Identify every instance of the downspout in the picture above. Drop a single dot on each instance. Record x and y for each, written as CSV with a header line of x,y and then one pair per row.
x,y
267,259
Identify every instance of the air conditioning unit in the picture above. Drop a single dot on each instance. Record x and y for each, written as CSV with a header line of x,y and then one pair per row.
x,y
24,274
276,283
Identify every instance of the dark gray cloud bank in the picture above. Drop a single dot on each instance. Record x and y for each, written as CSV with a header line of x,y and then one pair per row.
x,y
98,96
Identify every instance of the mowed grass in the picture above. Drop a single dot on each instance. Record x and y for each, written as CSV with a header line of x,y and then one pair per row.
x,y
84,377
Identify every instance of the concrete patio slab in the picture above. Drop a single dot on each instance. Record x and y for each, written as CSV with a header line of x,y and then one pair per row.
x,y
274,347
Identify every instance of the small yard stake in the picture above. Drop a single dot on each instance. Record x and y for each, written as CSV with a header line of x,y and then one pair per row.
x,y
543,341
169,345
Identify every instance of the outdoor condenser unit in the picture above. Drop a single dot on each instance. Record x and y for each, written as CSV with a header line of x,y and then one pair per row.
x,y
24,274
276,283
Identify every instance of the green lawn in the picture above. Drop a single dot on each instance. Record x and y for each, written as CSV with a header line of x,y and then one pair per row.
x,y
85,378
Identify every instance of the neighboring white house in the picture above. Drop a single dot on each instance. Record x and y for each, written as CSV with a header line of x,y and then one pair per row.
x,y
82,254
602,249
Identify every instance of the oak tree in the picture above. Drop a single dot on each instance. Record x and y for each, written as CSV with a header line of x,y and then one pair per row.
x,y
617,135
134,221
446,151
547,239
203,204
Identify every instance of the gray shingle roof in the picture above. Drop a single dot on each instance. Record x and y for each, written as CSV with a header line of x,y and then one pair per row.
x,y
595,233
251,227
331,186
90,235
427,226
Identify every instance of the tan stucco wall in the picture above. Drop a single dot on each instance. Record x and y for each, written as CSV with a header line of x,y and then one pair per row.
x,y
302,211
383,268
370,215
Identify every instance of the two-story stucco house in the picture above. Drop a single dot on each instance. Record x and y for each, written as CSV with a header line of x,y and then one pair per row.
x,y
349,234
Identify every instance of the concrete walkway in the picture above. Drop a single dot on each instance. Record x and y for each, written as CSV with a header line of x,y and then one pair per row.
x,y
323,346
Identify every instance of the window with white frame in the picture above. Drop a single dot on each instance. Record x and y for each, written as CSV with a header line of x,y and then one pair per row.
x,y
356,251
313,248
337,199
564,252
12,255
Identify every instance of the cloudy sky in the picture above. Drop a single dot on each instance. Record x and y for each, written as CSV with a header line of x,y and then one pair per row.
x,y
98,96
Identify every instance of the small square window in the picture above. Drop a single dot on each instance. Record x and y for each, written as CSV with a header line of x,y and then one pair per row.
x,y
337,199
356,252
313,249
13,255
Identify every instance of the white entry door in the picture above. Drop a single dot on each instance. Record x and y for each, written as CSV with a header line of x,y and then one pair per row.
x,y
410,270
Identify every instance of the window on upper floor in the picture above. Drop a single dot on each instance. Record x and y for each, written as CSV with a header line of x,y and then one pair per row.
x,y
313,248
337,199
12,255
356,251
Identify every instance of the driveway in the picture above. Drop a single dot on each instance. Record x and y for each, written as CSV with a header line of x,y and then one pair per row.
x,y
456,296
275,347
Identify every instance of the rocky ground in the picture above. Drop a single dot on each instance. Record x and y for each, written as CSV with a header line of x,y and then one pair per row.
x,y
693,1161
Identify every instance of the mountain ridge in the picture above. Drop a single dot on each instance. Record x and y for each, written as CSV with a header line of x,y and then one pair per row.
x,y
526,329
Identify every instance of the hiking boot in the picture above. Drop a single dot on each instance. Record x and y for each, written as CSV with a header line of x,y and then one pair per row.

▶ Description of the task
Copy all of the records above line for line, without changing anything.

▶ Final answer
Identify every instance of the downspout in the picture above. Drop a single dot on each instance. Record x and y for each, written as CSV with a header line of x,y and then one pair per row.
x,y
267,259
Identify every instance of the air conditioning unit in the picture above. Drop a single dot on each instance. Record x and y for each, written as CSV with a header line of x,y and then one pair per row.
x,y
24,274
276,283
Identify every instance of the dark gray cloud bank in the picture above. Drop a single dot on each instance. Record x and y for each, written as CSV with a header line of x,y and then one pair per row.
x,y
98,96
Identify every instance of the mowed grass in the picture above. Drop a single dot on each instance. Record x and y for each, written as CSV with a header line of x,y and then one pair per row.
x,y
84,377
Identify every instance of the concrete patio slab in the picture above. Drop a single dot on each instance. Record x and y for each, written as CSV with a header line of x,y and then one pair per row.
x,y
274,347
Identify every instance of the small yard stake in the picture above. Drop a single dot on each instance. Record x and y for each, written as CSV with a header line of x,y and then one pair per row.
x,y
543,341
169,345
Identify every instance of the outdoor condenser unit in the picture above. Drop a single dot on each instance. Record x and y for each, written as CSV with a header line of x,y and then one pair per row.
x,y
24,274
276,283
Identify every instance of the green lawn in the picture above. Drop a single dot on each instance. Record x and y for each, written as CSV with a header line of x,y and then one pair per row.
x,y
85,378
Identify every instance of the neighboring white house in the picture above. Drop a single dot on each instance. Record x and y for each, written as CSV with a header line of x,y and then one pair per row.
x,y
82,254
602,249
Identify every instance of the oak tree in the picture above. Drop a single dot on each instance. Record x and y for each, written as CSV with a header line of x,y and then one pair per row.
x,y
617,135
134,221
446,151
547,239
203,204
Identify every instance of the gray shingle roof in the picture above. Drop a single dot on each instance. Record x and y for each, written as CSV with a header line of x,y and then one pair per row.
x,y
595,233
251,227
331,186
90,235
427,226
Identify every instance of the tan stucco wall in the picture above. Drop a single dot on each instance. Record x and y for each, written as CSV with a header line of x,y and then one pair per row.
x,y
302,211
383,268
370,215
Identify every instance of the two-story stucco house in the picture above. Drop a single dot on each instance. Record x and y for each, written as CSV with a header line of x,y and then one pair per row.
x,y
349,234
Identify every instance of the concrete walkway in the picture above. Drop a single dot on each instance. Record x and y for each, written as CSV with a header line of x,y and then one pair per row.
x,y
323,346
Identify every instance of the window with white frame in the picture above. Drop a single dot on each instance. Record x and y for each, written as CSV with a header line of x,y and then one pair per row.
x,y
356,251
313,248
337,199
564,252
12,255
Identify every instance of the cloudy sky in the picture above. Drop a single dot on each instance. Record x and y for each, written as CSV with a header line of x,y and then one pair per row.
x,y
98,96
Identify every instance of the small square window in the picture above. Drop a single dot on each instance. Record x and y for each, written as CSV with a header line of x,y and then one pair per row.
x,y
337,199
356,252
313,249
13,255
Identify every instance of the white entry door in the picture above. Drop a single dot on each instance. Record x and y for each, written as CSV with a header line of x,y and then one pair per row.
x,y
410,270
Identify every instance of the window on upper floor in the picture above. Drop a single dot on each instance. Record x and y for each, written as CSV with a header line of x,y and then one pair per row.
x,y
313,248
337,199
12,255
356,251
Identify every instance of the driveway in the picture above. Drop a single dot on each instance. Record x and y for each, written as CSV with a header line of x,y and then one pair per row.
x,y
456,296
275,347
Identify every instance of the rocky ground in the picture above. Drop a single dot on each instance. Record x and y for each, written as CSV with a header line of x,y and then one pair per row.
x,y
693,1161
Identify every instance of the mountain ridge in the picture above. Drop a single dot on each instance. Record x and y for each, written as CSV with a header line of x,y and then one pair per row.
x,y
526,329
Identify every instance of the hiking boot in the picture above. Drop a single dot on each instance. Record x and y for each, written as CSV with a header line of x,y and then one pair per row.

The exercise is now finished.